Source material:
== Segment start ==

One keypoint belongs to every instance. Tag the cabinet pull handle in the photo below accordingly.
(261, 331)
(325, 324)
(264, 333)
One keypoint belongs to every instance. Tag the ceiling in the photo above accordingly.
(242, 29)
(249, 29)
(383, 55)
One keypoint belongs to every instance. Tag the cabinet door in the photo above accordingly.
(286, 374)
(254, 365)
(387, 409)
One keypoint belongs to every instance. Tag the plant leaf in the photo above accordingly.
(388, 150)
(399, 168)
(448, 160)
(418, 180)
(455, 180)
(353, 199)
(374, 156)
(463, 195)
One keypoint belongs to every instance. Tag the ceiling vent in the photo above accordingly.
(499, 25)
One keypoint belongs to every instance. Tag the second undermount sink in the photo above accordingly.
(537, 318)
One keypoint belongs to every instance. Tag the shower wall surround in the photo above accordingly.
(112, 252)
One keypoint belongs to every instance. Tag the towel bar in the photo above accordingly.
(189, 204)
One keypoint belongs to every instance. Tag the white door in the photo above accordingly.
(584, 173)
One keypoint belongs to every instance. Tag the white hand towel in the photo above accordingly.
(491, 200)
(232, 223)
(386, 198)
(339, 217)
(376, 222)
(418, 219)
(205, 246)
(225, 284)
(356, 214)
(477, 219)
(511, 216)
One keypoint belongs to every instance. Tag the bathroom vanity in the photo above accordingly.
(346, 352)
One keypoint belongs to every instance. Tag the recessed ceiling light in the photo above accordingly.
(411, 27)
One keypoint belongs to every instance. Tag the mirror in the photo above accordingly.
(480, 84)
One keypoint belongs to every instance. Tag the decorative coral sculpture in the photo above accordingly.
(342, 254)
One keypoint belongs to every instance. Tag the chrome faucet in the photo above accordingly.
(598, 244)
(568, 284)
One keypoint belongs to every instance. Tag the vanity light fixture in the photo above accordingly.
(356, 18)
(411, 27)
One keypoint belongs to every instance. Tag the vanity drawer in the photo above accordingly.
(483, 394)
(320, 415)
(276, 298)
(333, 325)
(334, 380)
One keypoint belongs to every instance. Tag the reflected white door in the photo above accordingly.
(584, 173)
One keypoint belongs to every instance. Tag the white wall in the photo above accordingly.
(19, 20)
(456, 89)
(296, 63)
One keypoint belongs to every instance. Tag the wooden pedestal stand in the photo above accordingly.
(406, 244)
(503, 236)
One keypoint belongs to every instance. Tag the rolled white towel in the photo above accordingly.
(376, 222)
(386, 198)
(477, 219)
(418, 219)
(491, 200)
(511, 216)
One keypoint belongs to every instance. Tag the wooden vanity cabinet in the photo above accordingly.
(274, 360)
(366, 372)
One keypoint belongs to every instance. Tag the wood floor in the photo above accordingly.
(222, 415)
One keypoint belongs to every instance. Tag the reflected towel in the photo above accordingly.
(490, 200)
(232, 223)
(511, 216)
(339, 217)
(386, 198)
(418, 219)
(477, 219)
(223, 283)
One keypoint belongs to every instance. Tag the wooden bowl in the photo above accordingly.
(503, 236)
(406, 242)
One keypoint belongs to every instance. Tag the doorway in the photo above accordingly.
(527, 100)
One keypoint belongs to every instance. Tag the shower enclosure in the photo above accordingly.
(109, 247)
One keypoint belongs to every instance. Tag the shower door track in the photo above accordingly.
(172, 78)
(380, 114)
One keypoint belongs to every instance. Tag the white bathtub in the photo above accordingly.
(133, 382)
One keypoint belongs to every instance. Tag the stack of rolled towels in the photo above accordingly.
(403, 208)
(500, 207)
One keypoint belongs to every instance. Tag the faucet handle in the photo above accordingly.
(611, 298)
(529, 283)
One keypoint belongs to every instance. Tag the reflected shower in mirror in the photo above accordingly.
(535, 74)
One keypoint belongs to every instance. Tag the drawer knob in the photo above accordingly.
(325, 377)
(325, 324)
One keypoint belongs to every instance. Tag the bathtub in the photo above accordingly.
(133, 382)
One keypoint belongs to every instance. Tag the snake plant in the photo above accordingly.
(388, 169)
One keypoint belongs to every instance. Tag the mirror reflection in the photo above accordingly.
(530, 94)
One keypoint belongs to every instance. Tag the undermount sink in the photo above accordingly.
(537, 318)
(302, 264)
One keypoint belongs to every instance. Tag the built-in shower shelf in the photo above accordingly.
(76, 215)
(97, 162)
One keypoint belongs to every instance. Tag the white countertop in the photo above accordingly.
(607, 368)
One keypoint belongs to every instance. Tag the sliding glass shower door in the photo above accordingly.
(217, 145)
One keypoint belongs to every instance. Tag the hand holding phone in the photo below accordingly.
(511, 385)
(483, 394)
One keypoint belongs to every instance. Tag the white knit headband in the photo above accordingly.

== Segment end ==

Requirement:
A full, exact repeat of the entries above is required.

Answer to the exercise:
One keypoint belongs to every instance. Tag the cabinet pull handle in the photo below accordingly.
(261, 331)
(325, 324)
(264, 333)
One keypoint belongs to every instance. Tag the ceiling in the photo above accordingly.
(242, 29)
(249, 29)
(383, 55)
One keypoint belongs to every instance. Tag the cabinet door in the photo above accordingly.
(286, 374)
(254, 365)
(387, 409)
One keypoint belongs to every instance. Tag the plant leaf in the photo above accordingly.
(388, 150)
(399, 168)
(448, 160)
(418, 180)
(455, 180)
(353, 199)
(374, 156)
(463, 195)
One keypoint belongs to every instance. Tag the ceiling vent in the photo above accordingly.
(499, 25)
One keypoint belongs to every instance. Tag the second undermount sink in the photo above accordingly.
(537, 318)
One keypoint belongs to every instance. Tag the shower wall surround in the photo above accordingly.
(112, 252)
One keypoint belongs to every instance. Tag the towel bar in the photo above accordingly.
(189, 204)
One keypoint belongs to every instance. Tag the white door in the photo above accordingly.
(584, 173)
One keypoint belongs to every instance. Tag the white hand towel in the photo above accordingly.
(491, 200)
(232, 223)
(386, 198)
(339, 217)
(376, 222)
(418, 219)
(205, 246)
(225, 284)
(356, 214)
(477, 219)
(511, 216)
One keypoint belongs to every instance. Tag the bathroom vanity in the photo above accordingly.
(346, 352)
One keypoint belongs to every instance. Tag the recessed ceiling light in the photo above accordingly.
(411, 27)
One keypoint belongs to every instance. Tag the mirror in the photo above accordingly.
(480, 84)
One keypoint belongs to every instance. Tag the decorative coral sculpture in the photo above accordingly.
(342, 254)
One keypoint belongs to every instance. Tag the chrome faucet in the photo above accordingly.
(598, 244)
(568, 284)
One keypoint belongs to every instance. Tag the vanity light fixture in the photo above accordingly.
(356, 18)
(411, 27)
One keypoint belongs to every instance. Tag the vanity drawer in the photo above accordingly.
(483, 394)
(320, 415)
(276, 298)
(333, 325)
(334, 380)
One keypoint belongs to every instance. Tag the reflected white door in the photo above accordingly.
(584, 173)
One keypoint belongs to every instance. Tag the white wall in the photo above accordingly.
(19, 20)
(456, 89)
(296, 63)
One keypoint belongs to every instance. Tag the wooden pedestal stand in the photo above accordingly.
(406, 244)
(503, 236)
One keypoint belongs to every instance. Tag the rolled white towel in the photo above accordingly.
(376, 222)
(386, 198)
(477, 219)
(418, 219)
(491, 200)
(511, 216)
One keypoint belongs to every instance. Tag the wooden vanity cabinet in the photo above accordingly.
(274, 360)
(366, 372)
One keypoint belongs to every instance. Tag the wood floor in the photo above accordingly.
(222, 415)
One keypoint belongs to every instance. Tag the reflected towel in the photo above accordingly.
(490, 200)
(232, 223)
(511, 216)
(339, 217)
(386, 198)
(418, 219)
(477, 219)
(223, 283)
One keypoint belongs to every instance. Tag the wooden bowl in the photo above accordingly.
(503, 236)
(406, 242)
One keypoint belongs to every instance. Tag the doorway in the photo above accordingly.
(527, 100)
One keypoint belongs to every instance. Tag the shower enclosure in the photo above accordingly.
(109, 247)
One keypoint belongs to every instance. Tag the shower door track in the photo above accordingly.
(172, 78)
(380, 114)
One keypoint belongs to every instance. Tag the white bathtub in the photo above accordingly.
(133, 382)
One keypoint belongs to every instance. Tag the stack of rolled towels in the photo above accordingly.
(403, 208)
(500, 207)
One keypoint belongs to every instance. Tag the faucet handle in the photo above accordingly.
(611, 298)
(529, 283)
One keypoint belongs to every instance. Tag the reflected shower in mirror in the photo above accordingly.
(535, 74)
One keypoint belongs to every instance. Tag the drawer knob in the photo above accordingly.
(325, 377)
(325, 324)
One keypoint belongs to every instance. Tag the bathtub in the photo above accordingly.
(133, 382)
One keypoint belongs to every instance. Tag the snake plant in the photo above accordingly.
(388, 169)
One keypoint belongs to every instance. Tag the mirror reflection in the photo above accordingly.
(530, 94)
One keypoint belongs to every instance. Tag the undermount sink in the photo above accordingly.
(537, 318)
(302, 264)
One keypoint belongs to every instance. Tag the built-in shower shelf in the photo above accordingly.
(76, 215)
(97, 162)
One keypoint belongs to every instance. Tag the white countertop in the photo above accordingly.
(607, 368)
One keypoint belongs to every instance. Tag the sliding glass shower door in the photo above accordingly.
(217, 145)
One keypoint belongs to every instance. Tag the hand holding phone in the photo below accordingly.
(511, 385)
(483, 394)
One keypoint belongs to every instance. Tag the white knit headband in the photo above accordingly.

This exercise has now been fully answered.